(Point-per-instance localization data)

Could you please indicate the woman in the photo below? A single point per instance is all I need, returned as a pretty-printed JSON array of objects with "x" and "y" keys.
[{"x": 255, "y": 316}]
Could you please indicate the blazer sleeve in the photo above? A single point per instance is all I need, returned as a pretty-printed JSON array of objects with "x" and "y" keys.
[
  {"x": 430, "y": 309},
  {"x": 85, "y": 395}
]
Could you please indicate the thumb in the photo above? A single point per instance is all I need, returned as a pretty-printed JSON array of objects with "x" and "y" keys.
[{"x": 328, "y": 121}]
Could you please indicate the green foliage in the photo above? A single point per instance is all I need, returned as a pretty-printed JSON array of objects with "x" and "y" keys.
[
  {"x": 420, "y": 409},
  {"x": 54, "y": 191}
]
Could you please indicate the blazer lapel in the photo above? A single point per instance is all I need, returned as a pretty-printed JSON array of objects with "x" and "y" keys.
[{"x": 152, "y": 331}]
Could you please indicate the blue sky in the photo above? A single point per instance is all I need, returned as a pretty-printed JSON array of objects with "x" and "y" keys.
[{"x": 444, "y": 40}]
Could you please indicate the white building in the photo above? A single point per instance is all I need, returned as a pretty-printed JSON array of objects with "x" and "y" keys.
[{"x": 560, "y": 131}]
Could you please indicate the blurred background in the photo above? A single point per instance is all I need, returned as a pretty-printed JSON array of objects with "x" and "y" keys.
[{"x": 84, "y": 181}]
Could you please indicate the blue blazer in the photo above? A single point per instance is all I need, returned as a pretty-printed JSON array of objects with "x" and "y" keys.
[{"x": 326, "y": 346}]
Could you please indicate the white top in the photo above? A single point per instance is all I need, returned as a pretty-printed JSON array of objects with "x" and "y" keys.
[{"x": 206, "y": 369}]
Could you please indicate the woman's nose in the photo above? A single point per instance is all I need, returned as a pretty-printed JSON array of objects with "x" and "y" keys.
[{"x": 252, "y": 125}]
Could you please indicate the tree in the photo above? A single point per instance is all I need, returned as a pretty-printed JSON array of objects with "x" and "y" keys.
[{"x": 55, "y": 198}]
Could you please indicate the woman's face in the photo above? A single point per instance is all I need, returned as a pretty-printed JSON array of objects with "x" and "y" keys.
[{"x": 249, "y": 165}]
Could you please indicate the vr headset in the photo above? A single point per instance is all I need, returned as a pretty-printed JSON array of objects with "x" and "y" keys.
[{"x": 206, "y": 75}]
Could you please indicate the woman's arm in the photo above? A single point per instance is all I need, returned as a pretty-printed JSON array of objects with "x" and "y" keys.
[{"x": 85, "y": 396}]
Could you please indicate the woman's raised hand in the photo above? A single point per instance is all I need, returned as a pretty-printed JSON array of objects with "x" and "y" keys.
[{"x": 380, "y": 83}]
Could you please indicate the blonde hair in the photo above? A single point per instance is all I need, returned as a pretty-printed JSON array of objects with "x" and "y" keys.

[Problem requirements]:
Quote each line of the data above exactly as written.

[Solution for this exercise]:
Could you please indicate the woman in the photo below? A single point per instance is all I need, returned as a pretty-printed JSON array of objects with "x" and "y" keys.
[{"x": 255, "y": 316}]
Could you please indicate the blazer sleeve in the photo above? A single point per instance is all I need, returned as a pretty-printed JSON array of objects with "x" and "y" keys.
[
  {"x": 430, "y": 309},
  {"x": 85, "y": 395}
]
Could you please indicate the thumb in the photo above? A single point per instance is all I need, returned as a pretty-printed JSON array of objects with "x" and "y" keys.
[{"x": 328, "y": 121}]
Could you please indicate the green foliage in the photo above? A single point per instance is all I need, returned as a pretty-printed JSON array of objects with "x" and "y" keys.
[
  {"x": 420, "y": 409},
  {"x": 54, "y": 191}
]
Could you please indicate the blazer lapel in the photo above? A single point per instance is all I need, returned as a pretty-printed JSON array of objects with "x" and "y" keys.
[{"x": 152, "y": 331}]
Could you please indicate the blue sky in the photo above? A single point per instance is all I need, returned as a pretty-printed JSON array of objects with "x" and "y" keys.
[{"x": 444, "y": 40}]
Could you please indicate the white building in the photo above? A single point per instance is all I need, returned as a pretty-printed JSON array of objects with "x" and "y" keys.
[{"x": 560, "y": 131}]
Could you please indicate the blurred background in the photo above? A single point per instance is all I need, returned as a pretty-printed JSON array of objects with "x" and "y" keys.
[{"x": 84, "y": 181}]
Could you please indicate the blue blazer in the photo above? A single point per instance is all I need, returned as a pretty-printed JSON array of objects with "x" and "y" keys.
[{"x": 326, "y": 346}]
Could you please indicate the white top in the photo above? A single point per instance is all I need, returned as a pretty-printed JSON array of objects with "x" and "y" keys.
[{"x": 206, "y": 369}]
Could you please indicate the woman's nose in the photo above? A single point per instance is all I need, returned as a pretty-printed JSON array of objects with "x" and "y" keys.
[{"x": 252, "y": 125}]
Could you please indicate the tree in the photo above? A single point per instance is all I need, returned as a pretty-printed JSON array of objects with "x" and "y" keys.
[{"x": 55, "y": 198}]
Could you please indicate the woman's face in the photo above? A single point per instance is all I need, returned as a pretty-printed JSON array of objects with "x" and "y" keys.
[{"x": 249, "y": 165}]
Could you please indicate the vr headset in the photo above? A single point per instance is all I need, returned as a pretty-printed JSON array of objects with "x" and "y" keys.
[{"x": 206, "y": 75}]
Could you please indicate the woman's arm in the photo above? A single point per instance is all I need, returned as a pretty-printed JSON array of objects with "x" and "y" keys.
[{"x": 85, "y": 396}]
Could you please indicate the woman's raised hand in the photo above? A single point per instance is all I need, returned as a pretty-printed JSON array of objects with "x" and "y" keys.
[{"x": 380, "y": 83}]
Could you please indicate the blonde hair in the photo above? A single point per instance is all I need, returned as a pretty-printed JSON array of objects with "x" and "y" keys.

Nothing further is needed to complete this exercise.